Tâche demandée A: Recopiez s'il vous plaît, sans rien y changer, la portion des entrées qui commence à leur toute première ligne et se termine par la ligne contenant « [[532, 853, 623, 1024], [676, 833, 765, 1002]] », celle-ci comprise.

Lorsque la série Twin Peaks, conçue par David Lynch et Mark Frost, déferla sur les écrans télévisés français de feu La Cinq en avril 1991, il fallut peu de temps avant qu’un engouement lynchien n’enflamme les cinéphiles de l’Hexagone. Ce mouvement avait déjà donné naissance à un certain nombre de fanzines à travers le monde, parmi lesquels Cooper’s Dream, February24th et surtout Wrapped in Plastic, le seul à avoir survécu dix ans après l’arrêt du feuilleton, constituant désormais le seul et unique magazine de référence en la matière. Les cercles français à l’attention des adeptes n’atteignirent jamais une telle ampleur, mais aboutirent toutefois à la création d’un club pompeusement appelé Twin Peaks Club International. Ce T.P.C.I. publia une dizaine de petits bulletins à l’attention de ses membres, et je commençai à y écrire des articles consacrés notamment au thème de la Rose Bleue ou du maïs dans Twin Peaks, petites notules qui allaient me conduire progressivement à me plonger dans une analyse plus approfondie de l’œuvre de David Lynch à travers mes mémoires universitaires.

À la même époque, Pascal Stervinou, lui aussi membre du T.P.C.I., entra en contact avec moi pour que nous puissions évoquer notre passion commune. C’est en novembre 1994 que nous nous rencontrâmes à Brest autour de mon premier mémoire consacré à Eraserhead. Pascal Stervinou habitait alors Quimper, sa ville natale, et était déjà l’auteur et le réalisateur de deux courts-métrages tournés en 35mm, Fatum, tourné en 1991, et Strangers in the Night, réalisé en 1993.

  Reptil (c) D.R.

Enregistrements de coordonnées annotés
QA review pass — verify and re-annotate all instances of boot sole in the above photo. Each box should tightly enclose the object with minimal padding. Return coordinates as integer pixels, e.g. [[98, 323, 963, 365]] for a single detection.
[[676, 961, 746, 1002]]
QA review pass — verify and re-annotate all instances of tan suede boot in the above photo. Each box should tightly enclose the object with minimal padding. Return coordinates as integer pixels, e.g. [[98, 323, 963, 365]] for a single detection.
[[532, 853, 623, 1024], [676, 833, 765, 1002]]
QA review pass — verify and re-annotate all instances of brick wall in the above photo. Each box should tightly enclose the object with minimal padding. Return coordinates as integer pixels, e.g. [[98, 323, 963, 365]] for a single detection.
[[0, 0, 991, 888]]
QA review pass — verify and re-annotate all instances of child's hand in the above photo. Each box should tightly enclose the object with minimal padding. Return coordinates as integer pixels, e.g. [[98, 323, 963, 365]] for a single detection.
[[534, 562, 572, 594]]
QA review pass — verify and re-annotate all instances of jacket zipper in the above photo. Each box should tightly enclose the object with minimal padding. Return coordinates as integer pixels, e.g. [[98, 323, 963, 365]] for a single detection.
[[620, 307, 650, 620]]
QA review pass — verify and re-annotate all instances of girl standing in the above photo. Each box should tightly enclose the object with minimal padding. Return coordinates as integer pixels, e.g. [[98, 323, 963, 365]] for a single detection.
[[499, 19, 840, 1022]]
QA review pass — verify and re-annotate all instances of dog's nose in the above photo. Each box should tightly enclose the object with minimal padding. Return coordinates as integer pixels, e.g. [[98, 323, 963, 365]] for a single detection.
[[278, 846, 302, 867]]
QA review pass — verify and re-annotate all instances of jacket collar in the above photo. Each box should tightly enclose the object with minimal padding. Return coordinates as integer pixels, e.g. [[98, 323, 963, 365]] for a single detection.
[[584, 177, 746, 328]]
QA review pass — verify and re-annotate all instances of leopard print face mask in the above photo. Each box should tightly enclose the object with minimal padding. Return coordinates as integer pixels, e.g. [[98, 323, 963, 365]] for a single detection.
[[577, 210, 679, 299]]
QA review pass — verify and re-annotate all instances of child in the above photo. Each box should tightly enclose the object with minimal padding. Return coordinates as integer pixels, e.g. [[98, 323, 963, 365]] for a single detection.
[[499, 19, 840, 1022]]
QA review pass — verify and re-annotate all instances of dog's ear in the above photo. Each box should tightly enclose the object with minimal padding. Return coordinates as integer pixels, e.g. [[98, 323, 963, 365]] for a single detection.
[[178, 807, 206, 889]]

Tâche demandée B: Selon l'extrait, quel fanzine est le seul à avoir survécu dix ans après l'arrêt du feuilleton ?

Réponse rédigée A:
QA review pass — verify and re-annotate all instances of boot sole in the above photo. Each box should tightly enclose the object with minimal padding. Return coordinates as integer pixels, e.g. [[98, 323, 963, 365]] for a single detection.
[[676, 961, 746, 1002]]
QA review pass — verify and re-annotate all instances of tan suede boot in the above photo. Each box should tightly enclose the object with minimal padding. Return coordinates as integer pixels, e.g. [[98, 323, 963, 365]] for a single detection.
[[532, 853, 623, 1024], [676, 833, 765, 1002]]

Réponse rédigée B: Wrapped in Plastic.